**Directive**. Please return every item below word for word, keeping each line as it stands.
─── Records supplied
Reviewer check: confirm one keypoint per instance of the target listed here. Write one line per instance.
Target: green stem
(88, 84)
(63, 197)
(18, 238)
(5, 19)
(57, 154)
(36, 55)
──────
**Result of this exercise**.
Reviewer check: confirm one keypoint per instance of the target listed here. Write one line per instance.
Target: green stem
(88, 84)
(63, 197)
(18, 238)
(5, 19)
(57, 154)
(36, 55)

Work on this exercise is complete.